[Data shown]

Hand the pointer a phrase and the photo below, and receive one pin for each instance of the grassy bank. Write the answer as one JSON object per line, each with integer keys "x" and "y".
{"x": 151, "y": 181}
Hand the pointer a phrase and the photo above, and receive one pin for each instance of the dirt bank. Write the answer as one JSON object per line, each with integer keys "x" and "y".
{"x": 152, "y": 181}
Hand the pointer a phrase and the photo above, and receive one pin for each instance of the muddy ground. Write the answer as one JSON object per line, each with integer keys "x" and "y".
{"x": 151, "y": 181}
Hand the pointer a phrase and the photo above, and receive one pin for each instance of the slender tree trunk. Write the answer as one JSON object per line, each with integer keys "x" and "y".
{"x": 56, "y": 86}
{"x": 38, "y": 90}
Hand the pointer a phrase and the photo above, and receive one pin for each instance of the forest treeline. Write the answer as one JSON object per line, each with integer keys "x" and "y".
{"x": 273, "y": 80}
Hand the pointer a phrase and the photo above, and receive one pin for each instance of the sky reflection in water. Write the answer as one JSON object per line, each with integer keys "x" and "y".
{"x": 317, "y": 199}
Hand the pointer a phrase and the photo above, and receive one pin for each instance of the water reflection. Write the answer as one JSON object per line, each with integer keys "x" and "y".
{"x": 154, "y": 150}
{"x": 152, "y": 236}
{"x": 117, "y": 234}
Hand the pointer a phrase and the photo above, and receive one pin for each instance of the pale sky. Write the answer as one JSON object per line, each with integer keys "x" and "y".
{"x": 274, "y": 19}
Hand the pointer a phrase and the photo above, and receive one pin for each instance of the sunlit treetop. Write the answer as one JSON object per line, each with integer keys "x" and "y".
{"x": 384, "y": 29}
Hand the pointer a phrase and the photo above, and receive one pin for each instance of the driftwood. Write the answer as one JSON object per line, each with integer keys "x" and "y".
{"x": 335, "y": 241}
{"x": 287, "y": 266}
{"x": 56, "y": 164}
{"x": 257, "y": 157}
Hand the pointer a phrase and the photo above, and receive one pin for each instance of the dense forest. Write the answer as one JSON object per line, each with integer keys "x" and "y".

[/Data shown]

▶ [The problem]: Repeat each of the entries exactly.

▶ [Written response]:
Hand the pointer a phrase and the photo below, and receive one pin for each instance of the grassy bank. Write the answer as one JSON object per line, each with integer keys "x" and "y".
{"x": 151, "y": 181}
Hand the pointer a phrase and the photo above, and receive one pin for each instance of the dirt bank. Write the answer as one JSON object per line, each with integer keys "x" and "y".
{"x": 152, "y": 181}
Hand the pointer a phrase and the photo above, and receive one pin for each instance of the muddy ground. Write the answer as one JSON object per line, each with integer keys "x" and "y".
{"x": 151, "y": 181}
Hand the pointer a phrase and the photo above, and receive one pin for each instance of the slender tree trunk. Write the answer as one JSON object per line, each with integer keys "x" and "y".
{"x": 56, "y": 86}
{"x": 38, "y": 90}
Hand the pointer a phrase and the photo above, and receive one pin for each instance of the forest treeline. Write the answer as one JSON object per line, each with integer keys "x" and "y".
{"x": 273, "y": 80}
Hand the pointer a phrase and the photo above, and receive one pin for each instance of the sky reflection in water. Write the answer as one JSON object per line, each with integer keys "x" and "y".
{"x": 317, "y": 199}
Hand the pointer a phrase and the photo above, and receive one pin for each instance of the water reflection. Write the answer as one JSON object per line, each with integer keys "x" and "y".
{"x": 154, "y": 150}
{"x": 152, "y": 236}
{"x": 117, "y": 234}
Hand the pointer a phrase and the photo above, and receive one pin for each instance of the pale sky. Write the answer as one JSON object per line, each with integer keys "x" and "y".
{"x": 274, "y": 19}
Hand the pointer a phrase and the photo above, and receive one pin for each instance of the sunlit treetop. Write the answer as one JSON object per line, each with integer keys "x" and "y".
{"x": 384, "y": 29}
Hand the pointer a phrase and the photo above, and receive one pin for each instance of the driftwood. Write the answer as one JSON object per line, each with integer keys "x" and "y".
{"x": 335, "y": 241}
{"x": 287, "y": 266}
{"x": 56, "y": 164}
{"x": 257, "y": 157}
Hand the pointer a phrase and the photo above, and receive one pin for each instance of the dense forest. Write the answer as one JSON object per line, each with integer keys "x" and "y".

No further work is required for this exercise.